• _What the exercise asks_: Return every line of the items below that contains the word "pink".

• _Record set_:
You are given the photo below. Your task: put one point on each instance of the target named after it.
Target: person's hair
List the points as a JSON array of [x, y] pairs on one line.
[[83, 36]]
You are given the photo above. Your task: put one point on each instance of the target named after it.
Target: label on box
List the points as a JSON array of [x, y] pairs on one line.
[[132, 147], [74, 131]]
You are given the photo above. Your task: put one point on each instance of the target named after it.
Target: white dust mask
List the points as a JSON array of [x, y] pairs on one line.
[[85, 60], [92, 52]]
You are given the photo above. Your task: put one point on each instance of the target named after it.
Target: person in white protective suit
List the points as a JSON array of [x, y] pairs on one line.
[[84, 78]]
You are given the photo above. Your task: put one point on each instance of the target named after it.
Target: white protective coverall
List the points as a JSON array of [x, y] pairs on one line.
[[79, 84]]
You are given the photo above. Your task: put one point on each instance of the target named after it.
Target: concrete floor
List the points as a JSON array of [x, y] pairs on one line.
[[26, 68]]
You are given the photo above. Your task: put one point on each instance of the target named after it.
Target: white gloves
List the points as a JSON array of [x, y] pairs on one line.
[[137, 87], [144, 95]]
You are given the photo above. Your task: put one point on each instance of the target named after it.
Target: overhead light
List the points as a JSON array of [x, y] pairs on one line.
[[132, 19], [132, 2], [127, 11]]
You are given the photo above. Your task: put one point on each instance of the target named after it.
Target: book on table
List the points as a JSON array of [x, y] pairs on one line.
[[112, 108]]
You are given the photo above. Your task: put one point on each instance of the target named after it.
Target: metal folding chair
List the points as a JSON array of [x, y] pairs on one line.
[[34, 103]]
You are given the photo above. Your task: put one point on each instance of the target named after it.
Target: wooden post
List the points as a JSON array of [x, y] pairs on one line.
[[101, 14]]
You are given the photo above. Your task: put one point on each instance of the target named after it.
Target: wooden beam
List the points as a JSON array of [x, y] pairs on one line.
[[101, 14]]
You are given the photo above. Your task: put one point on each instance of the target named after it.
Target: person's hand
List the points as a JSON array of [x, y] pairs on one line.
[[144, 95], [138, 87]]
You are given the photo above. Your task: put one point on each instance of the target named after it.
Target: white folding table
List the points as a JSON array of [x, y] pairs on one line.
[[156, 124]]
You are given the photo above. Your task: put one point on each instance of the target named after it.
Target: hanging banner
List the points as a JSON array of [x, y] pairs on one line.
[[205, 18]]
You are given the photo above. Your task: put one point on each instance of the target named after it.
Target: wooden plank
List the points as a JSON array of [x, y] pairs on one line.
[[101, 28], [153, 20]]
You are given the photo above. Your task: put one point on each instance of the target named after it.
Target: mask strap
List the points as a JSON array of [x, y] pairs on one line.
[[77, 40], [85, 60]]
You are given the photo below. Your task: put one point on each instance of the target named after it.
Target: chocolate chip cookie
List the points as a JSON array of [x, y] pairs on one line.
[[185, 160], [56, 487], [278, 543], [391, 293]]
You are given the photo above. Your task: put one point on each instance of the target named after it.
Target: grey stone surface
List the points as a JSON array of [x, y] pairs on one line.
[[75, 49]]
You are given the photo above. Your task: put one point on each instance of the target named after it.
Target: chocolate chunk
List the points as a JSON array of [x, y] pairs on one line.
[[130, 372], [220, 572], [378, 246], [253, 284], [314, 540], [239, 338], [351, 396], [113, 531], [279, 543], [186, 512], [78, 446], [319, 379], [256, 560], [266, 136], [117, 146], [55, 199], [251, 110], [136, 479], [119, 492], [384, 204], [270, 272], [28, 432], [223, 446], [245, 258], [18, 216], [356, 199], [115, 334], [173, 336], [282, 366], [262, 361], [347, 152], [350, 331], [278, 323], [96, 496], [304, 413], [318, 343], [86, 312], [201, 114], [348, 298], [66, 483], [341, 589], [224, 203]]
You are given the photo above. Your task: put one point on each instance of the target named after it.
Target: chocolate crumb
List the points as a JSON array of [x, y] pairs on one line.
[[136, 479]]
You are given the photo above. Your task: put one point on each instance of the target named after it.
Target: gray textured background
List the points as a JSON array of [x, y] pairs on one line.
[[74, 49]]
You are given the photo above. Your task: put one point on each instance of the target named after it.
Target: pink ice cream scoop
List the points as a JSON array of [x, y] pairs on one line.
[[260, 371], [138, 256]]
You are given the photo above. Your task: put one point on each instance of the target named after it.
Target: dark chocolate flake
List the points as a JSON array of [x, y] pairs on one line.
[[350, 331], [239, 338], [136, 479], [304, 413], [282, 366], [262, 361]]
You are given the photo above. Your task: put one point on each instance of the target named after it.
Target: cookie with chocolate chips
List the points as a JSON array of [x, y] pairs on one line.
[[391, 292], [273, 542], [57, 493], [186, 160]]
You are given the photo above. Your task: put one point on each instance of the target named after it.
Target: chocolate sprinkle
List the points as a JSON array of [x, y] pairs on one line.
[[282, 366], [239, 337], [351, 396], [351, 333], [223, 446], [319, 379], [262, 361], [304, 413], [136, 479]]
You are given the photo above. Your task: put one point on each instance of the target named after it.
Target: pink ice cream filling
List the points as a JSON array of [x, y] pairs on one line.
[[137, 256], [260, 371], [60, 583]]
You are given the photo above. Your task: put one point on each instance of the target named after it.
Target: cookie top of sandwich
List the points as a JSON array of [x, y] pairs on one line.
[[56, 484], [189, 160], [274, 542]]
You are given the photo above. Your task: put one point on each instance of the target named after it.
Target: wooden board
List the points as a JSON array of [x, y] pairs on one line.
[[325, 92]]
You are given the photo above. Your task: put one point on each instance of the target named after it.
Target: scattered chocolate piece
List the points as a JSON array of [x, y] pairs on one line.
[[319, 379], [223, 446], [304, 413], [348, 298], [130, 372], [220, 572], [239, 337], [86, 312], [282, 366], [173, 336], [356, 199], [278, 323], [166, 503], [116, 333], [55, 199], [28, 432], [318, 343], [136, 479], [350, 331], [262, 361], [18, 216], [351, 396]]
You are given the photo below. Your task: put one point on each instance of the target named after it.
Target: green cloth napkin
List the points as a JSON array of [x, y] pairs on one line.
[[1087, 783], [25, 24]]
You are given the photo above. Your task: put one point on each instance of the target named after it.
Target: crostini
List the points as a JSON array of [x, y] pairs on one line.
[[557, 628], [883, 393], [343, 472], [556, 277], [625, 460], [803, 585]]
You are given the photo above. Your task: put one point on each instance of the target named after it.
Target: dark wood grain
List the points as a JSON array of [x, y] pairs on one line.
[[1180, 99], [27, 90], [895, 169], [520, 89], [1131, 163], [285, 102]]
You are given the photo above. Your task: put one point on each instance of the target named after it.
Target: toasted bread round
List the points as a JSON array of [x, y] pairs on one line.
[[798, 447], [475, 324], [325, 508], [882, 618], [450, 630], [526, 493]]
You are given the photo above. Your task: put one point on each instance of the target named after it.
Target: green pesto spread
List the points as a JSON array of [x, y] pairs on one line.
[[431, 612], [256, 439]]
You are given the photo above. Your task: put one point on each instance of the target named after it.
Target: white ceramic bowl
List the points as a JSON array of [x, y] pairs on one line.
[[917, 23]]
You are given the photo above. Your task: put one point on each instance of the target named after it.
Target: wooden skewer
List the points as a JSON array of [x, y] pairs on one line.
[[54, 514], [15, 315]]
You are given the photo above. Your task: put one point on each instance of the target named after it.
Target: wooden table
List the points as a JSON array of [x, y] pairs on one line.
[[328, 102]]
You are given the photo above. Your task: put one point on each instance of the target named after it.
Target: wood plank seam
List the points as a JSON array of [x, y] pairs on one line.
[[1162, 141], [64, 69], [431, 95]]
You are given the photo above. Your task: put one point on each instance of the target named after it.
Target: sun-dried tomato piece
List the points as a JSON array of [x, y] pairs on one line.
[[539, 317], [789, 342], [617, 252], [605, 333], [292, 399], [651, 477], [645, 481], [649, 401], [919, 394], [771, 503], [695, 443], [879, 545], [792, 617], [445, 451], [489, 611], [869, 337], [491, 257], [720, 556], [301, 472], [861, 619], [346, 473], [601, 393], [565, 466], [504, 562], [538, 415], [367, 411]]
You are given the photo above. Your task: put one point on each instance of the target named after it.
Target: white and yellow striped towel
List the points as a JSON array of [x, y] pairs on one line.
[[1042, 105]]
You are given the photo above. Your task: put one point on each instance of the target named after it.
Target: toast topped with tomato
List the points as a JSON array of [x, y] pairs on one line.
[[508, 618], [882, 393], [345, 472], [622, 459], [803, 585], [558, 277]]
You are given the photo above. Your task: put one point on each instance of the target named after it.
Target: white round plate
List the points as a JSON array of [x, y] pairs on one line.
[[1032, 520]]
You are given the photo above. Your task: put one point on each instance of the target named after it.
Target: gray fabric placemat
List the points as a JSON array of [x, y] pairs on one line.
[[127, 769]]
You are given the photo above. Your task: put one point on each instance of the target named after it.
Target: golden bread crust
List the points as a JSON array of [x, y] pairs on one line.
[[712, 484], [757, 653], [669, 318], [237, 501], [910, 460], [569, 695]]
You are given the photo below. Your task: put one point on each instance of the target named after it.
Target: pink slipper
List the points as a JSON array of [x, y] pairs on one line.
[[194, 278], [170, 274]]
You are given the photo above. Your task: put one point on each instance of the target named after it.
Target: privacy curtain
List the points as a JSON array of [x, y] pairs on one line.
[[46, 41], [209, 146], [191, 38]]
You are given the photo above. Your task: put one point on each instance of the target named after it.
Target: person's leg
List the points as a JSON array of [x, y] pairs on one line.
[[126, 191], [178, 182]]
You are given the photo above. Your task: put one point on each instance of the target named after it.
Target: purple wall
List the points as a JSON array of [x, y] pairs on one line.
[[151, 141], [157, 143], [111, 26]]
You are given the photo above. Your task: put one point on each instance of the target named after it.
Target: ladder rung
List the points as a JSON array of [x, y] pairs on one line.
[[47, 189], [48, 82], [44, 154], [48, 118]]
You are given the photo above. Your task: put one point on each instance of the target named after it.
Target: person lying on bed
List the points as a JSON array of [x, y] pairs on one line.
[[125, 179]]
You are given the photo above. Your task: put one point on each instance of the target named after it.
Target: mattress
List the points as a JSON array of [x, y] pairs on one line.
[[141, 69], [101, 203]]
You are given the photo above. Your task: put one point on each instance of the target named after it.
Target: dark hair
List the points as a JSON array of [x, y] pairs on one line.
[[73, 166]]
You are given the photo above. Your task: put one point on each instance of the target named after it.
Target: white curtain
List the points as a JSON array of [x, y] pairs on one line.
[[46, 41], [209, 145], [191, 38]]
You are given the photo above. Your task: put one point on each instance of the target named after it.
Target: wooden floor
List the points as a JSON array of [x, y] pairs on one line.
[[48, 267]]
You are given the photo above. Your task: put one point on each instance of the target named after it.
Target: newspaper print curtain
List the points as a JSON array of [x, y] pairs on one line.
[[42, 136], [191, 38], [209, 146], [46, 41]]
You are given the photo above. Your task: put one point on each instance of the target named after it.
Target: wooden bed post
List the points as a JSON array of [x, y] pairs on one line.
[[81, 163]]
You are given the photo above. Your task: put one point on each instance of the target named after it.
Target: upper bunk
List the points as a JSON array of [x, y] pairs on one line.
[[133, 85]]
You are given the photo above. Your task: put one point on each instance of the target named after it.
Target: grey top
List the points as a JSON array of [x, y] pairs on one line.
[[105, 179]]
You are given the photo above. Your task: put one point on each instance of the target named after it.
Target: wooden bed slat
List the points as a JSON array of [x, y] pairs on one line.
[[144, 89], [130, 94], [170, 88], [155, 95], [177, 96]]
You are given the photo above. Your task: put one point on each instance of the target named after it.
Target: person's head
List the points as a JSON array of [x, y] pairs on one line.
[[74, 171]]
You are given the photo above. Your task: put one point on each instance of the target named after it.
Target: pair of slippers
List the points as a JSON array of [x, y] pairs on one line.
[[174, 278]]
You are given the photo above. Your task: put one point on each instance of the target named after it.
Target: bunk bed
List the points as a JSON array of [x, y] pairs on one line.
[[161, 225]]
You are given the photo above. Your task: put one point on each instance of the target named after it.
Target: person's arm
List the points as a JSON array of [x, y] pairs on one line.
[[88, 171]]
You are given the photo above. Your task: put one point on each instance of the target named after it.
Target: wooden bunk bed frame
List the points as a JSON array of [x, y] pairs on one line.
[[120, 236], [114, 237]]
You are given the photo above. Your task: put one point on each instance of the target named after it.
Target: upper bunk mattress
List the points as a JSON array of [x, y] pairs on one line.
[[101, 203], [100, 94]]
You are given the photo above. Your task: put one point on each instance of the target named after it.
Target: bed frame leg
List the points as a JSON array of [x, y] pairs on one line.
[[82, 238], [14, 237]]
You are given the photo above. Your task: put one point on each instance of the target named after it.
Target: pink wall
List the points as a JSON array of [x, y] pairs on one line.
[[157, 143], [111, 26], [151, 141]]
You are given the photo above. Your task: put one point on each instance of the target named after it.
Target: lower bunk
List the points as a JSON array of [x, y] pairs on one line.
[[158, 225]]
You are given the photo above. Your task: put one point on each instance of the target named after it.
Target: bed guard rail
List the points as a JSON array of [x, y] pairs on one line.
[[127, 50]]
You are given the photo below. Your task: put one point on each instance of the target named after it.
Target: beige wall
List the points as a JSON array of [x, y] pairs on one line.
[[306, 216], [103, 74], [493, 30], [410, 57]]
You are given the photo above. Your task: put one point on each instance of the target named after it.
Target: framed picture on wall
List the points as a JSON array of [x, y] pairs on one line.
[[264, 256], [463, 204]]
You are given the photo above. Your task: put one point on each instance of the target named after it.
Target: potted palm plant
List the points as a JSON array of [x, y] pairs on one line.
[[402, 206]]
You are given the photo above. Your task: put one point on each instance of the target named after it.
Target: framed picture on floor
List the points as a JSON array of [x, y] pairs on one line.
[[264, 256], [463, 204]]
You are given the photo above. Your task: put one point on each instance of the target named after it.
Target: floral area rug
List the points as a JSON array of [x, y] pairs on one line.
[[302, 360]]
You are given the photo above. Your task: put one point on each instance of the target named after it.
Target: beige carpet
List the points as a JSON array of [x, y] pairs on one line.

• _Output for this exercise_:
Target: pink ice cream scoop
Target: pink ice cream filling
Target: pink slipper
Target: pink wall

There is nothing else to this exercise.